== EXERCISE INSTRUCTIONS ==
Give the entries again exactly as they appear, but without the images.

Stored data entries

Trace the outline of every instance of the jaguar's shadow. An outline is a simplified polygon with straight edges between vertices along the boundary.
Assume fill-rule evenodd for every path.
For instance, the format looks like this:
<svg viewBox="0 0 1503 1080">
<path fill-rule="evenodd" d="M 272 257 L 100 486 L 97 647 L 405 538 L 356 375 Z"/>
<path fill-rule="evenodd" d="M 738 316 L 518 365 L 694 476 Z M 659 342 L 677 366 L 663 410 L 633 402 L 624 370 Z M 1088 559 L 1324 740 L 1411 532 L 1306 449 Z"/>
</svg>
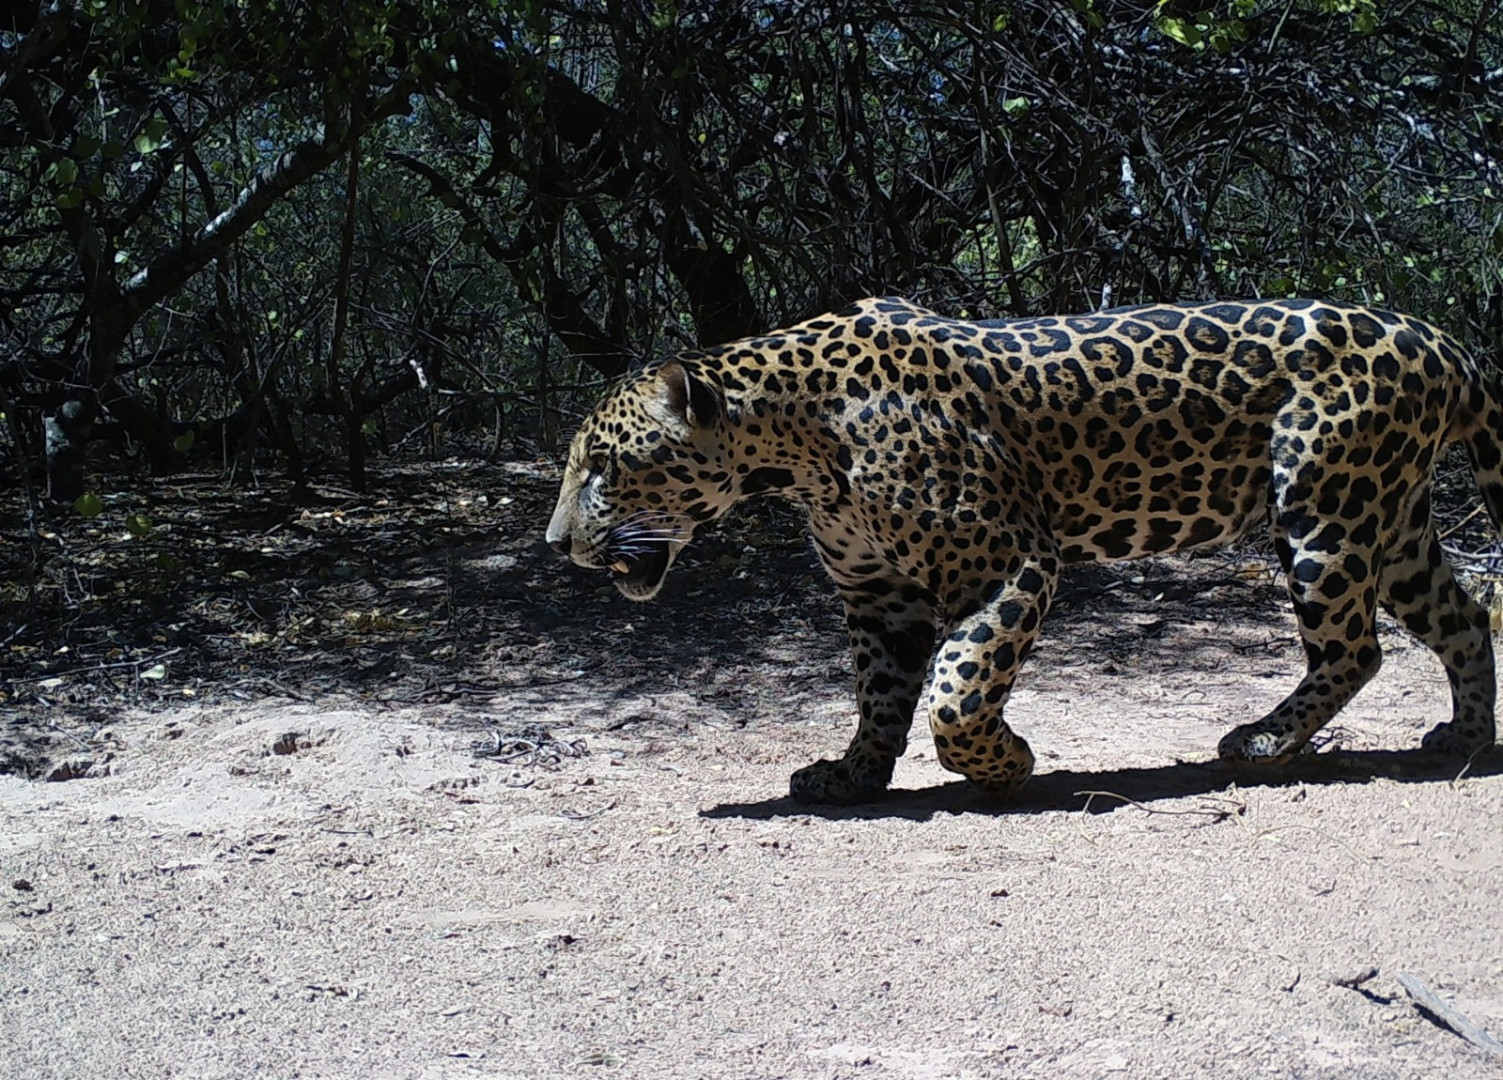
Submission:
<svg viewBox="0 0 1503 1080">
<path fill-rule="evenodd" d="M 927 821 L 938 814 L 1045 814 L 1060 811 L 1109 813 L 1124 806 L 1193 795 L 1221 794 L 1238 787 L 1293 784 L 1449 782 L 1462 777 L 1503 774 L 1503 750 L 1479 754 L 1470 763 L 1418 750 L 1372 750 L 1313 754 L 1290 765 L 1268 768 L 1221 762 L 1178 762 L 1149 768 L 1059 769 L 1040 773 L 1006 800 L 989 798 L 963 780 L 938 787 L 888 791 L 881 802 L 858 806 L 809 806 L 787 796 L 757 802 L 722 803 L 700 812 L 707 818 L 823 817 L 831 820 L 908 818 Z"/>
</svg>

== EXERCISE RESPONSE ==
Trace the outline of every instance of the jaguar's shadow. An outline is a simplified polygon with straight edges between vertices along the boundary.
Assume fill-rule evenodd for every path.
For instance, the format looks like this:
<svg viewBox="0 0 1503 1080">
<path fill-rule="evenodd" d="M 272 257 L 100 486 L 97 647 L 405 538 L 356 375 Z"/>
<path fill-rule="evenodd" d="M 738 316 L 518 365 L 694 476 Z M 659 342 L 677 366 L 663 410 L 633 402 L 624 370 Z M 1088 559 L 1324 740 L 1411 532 L 1306 449 Z"/>
</svg>
Submission:
<svg viewBox="0 0 1503 1080">
<path fill-rule="evenodd" d="M 927 821 L 938 814 L 1045 814 L 1060 811 L 1109 813 L 1124 806 L 1193 795 L 1221 794 L 1238 787 L 1293 784 L 1449 782 L 1462 777 L 1503 774 L 1503 750 L 1479 754 L 1470 763 L 1418 750 L 1372 750 L 1313 754 L 1290 765 L 1268 768 L 1221 762 L 1178 762 L 1149 768 L 1059 769 L 1040 773 L 1006 800 L 989 798 L 963 780 L 938 787 L 888 791 L 881 802 L 858 806 L 809 806 L 787 796 L 757 802 L 722 803 L 700 812 L 707 818 L 823 817 L 831 820 L 908 818 Z"/>
</svg>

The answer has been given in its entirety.